======== Teks sumber ========
Sebagai fans berat the Walking Dead (TWD) dulu, saya langsung masukin drama Beef dari Netflix ini ke dalam watch-list saya. Soalnya, Steve Yeun (pemeran Glenn di TWD) jadi tokoh utama di dalam drama ini.
Apalagi saya denger Steve Yeun sempat main film yang masuk banyak nominasi penghargaan film kayak Oscar, Golden Globe, SAG Awards, dan sebagainya. Walaupun ditengah nonton Beef saya baru sadar, kalo yang menang award itu Minari, bukan Beef. Hahahaha
Tapi, fakta tersebut tidak lantas membuat saya berhenti nonton Beef. Karena cerita drama Beef ini sangat smooth, bikin penonton penasaran dan menerka-nerka jalan ceritanya, plus penuh makna layaknya award-winning drama/movie.
Emang seperti apa isinya? Ijinkan saya kupas tipis-tipis yak
Table of Contents
Sinopsis Drama “Beef” Netflix

Sebenernya agak sulit menulis sinopsis drama ini tanpa spoiler (karena ceritanya begitu epik menurut saya). But, I’ll try to make it simple then.
Cerita drama ini bermula dari sebuah kejadian road rage alias ugal-ugalan di jalan yang terjadi karena Danny Cho (Steven Yeun) kesal lantaran diklakson dan dihina oleh mobil yang dikendarai seorang pengusaha sukses bernama Amy Lau (Ali Wong).
Keduanya terlibat insiden kejar-kejaran dan ugal-ugalan di jalan, yang kemudian memicu serangkaian pertikaian, balas dendam, dan kejadian tidak terduga yang lambat laun membuka tabir kehidupan Danny dan Amy yang miserable, penuh dengan intrik emosi terpendam yang tidak terkontrol.
Secara garis besar, drama ini menunjukkan bagaimana emosi yang tidak terkontrol dari Danny dan Amy berdampak ke lingkungan sekitar mereka. Dari keluarga, lingkungan kerja, hingga ke lingkungan sosial, tapi dengan gaya bercerita yang halus dan dengan kejadian-kejadian yang tidak terduga.
========
▶ [Soal singkat A]
Menurut ulasan drama Beef, siapa pemeran Amy Lau?
======== Data ========
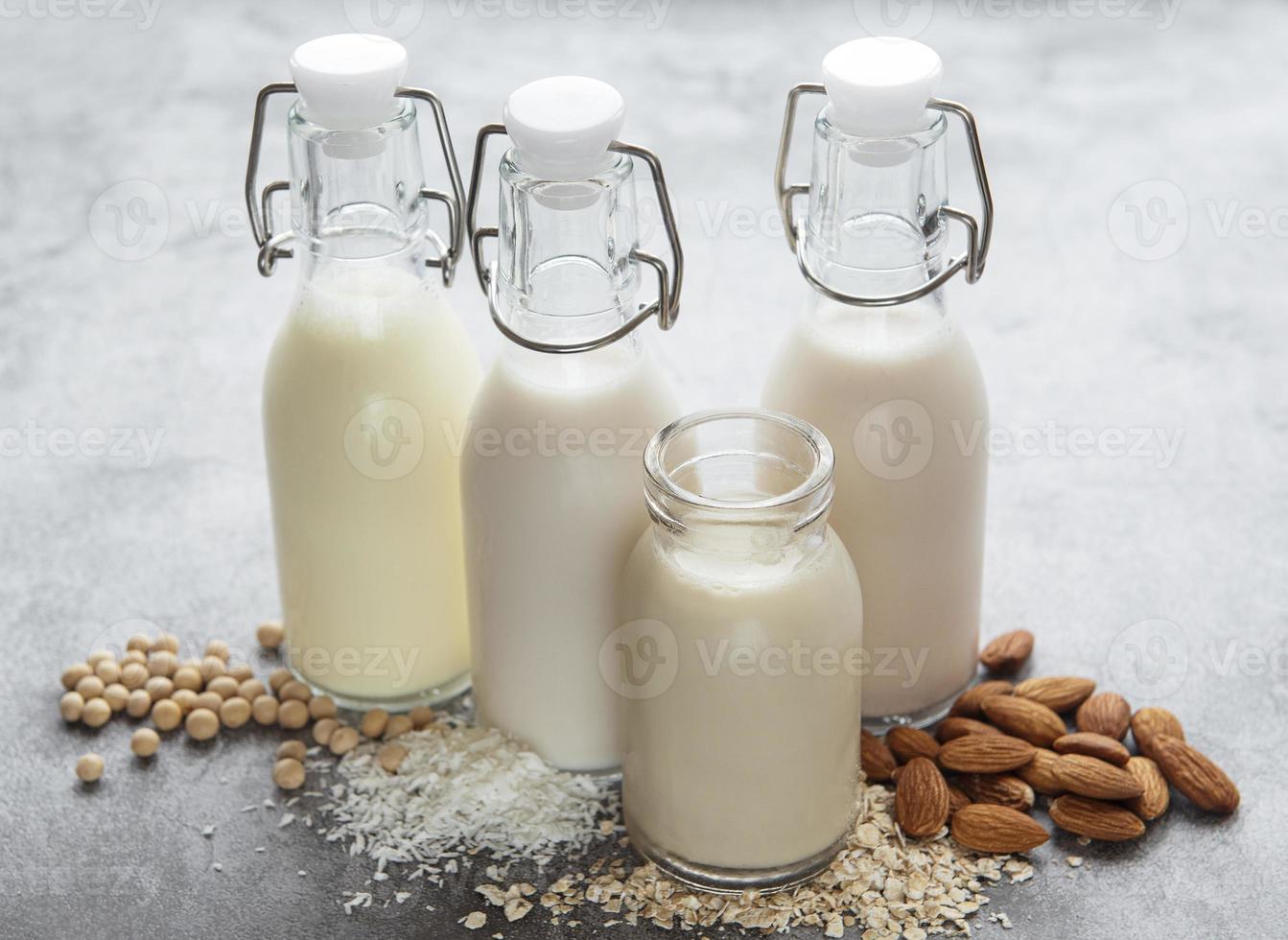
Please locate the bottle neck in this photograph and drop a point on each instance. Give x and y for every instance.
(356, 196)
(739, 485)
(875, 224)
(564, 268)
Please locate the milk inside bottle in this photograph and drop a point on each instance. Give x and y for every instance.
(367, 388)
(739, 657)
(552, 469)
(879, 364)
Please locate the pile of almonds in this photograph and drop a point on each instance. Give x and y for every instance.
(209, 694)
(1002, 743)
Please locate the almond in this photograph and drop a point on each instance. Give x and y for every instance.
(1093, 745)
(875, 756)
(1024, 718)
(997, 830)
(1149, 721)
(1154, 801)
(1003, 789)
(1194, 774)
(986, 754)
(958, 726)
(1095, 778)
(1039, 773)
(968, 703)
(921, 800)
(907, 741)
(1009, 651)
(1058, 693)
(1095, 819)
(1107, 714)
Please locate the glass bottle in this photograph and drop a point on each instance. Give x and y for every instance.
(739, 655)
(366, 388)
(551, 472)
(881, 365)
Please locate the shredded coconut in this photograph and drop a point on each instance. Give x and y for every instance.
(461, 789)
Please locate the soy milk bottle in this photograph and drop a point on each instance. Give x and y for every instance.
(552, 469)
(367, 386)
(879, 364)
(738, 658)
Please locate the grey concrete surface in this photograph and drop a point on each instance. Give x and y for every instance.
(1160, 574)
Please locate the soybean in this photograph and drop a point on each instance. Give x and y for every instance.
(96, 713)
(322, 707)
(235, 713)
(342, 740)
(166, 715)
(188, 677)
(145, 741)
(90, 687)
(201, 724)
(134, 676)
(293, 715)
(264, 710)
(138, 705)
(158, 687)
(89, 767)
(289, 773)
(71, 706)
(374, 722)
(115, 695)
(269, 635)
(74, 673)
(323, 729)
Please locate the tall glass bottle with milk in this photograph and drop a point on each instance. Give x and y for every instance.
(367, 386)
(552, 466)
(881, 365)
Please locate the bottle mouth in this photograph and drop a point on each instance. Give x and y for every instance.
(757, 465)
(356, 194)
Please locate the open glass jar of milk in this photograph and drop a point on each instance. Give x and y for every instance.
(367, 386)
(886, 372)
(552, 465)
(739, 655)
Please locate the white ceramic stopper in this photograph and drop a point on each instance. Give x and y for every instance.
(348, 82)
(878, 86)
(562, 127)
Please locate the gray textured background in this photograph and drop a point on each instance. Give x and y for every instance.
(1074, 331)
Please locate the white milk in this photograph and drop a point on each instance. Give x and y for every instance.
(748, 760)
(909, 484)
(552, 482)
(364, 398)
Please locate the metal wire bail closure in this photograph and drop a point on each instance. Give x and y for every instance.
(667, 308)
(259, 203)
(979, 232)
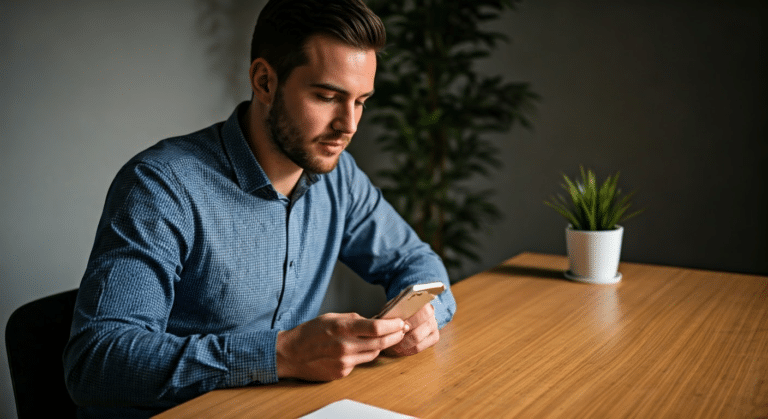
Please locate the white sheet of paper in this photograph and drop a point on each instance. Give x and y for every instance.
(350, 409)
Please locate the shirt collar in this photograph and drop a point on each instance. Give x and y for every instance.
(250, 176)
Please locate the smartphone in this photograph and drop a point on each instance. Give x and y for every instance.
(410, 300)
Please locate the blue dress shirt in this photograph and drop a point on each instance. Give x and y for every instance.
(198, 262)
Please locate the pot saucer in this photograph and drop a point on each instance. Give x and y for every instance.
(573, 277)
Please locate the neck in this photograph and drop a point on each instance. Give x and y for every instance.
(283, 173)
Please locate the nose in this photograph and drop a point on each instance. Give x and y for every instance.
(346, 119)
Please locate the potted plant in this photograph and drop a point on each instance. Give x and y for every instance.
(594, 235)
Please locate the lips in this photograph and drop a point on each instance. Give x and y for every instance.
(333, 147)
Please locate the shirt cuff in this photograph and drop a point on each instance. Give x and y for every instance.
(252, 358)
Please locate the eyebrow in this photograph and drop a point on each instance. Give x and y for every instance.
(338, 89)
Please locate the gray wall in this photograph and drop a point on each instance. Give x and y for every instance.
(670, 93)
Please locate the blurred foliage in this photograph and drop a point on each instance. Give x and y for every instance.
(435, 111)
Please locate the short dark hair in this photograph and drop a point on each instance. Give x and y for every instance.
(284, 26)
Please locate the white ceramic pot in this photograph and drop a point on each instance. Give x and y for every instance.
(594, 255)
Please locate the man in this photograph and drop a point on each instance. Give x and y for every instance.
(215, 249)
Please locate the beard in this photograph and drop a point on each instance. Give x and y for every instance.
(287, 137)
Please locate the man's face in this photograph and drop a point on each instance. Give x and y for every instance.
(316, 110)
========
▶ [Soal singkat B]
Temukan semua baris dalam catatan yang memuat kata "neck", lalu salin setiap baris tersebut.

▶ [Penyelesaian lengkap A]
Ali Wong.

▶ [Penyelesaian lengkap B]
Please locate the bottle neck in this photograph and drop a point on each instance. Give x and y for every instance.
Please locate the neck in this photograph and drop a point on each instance. Give x and y for every instance.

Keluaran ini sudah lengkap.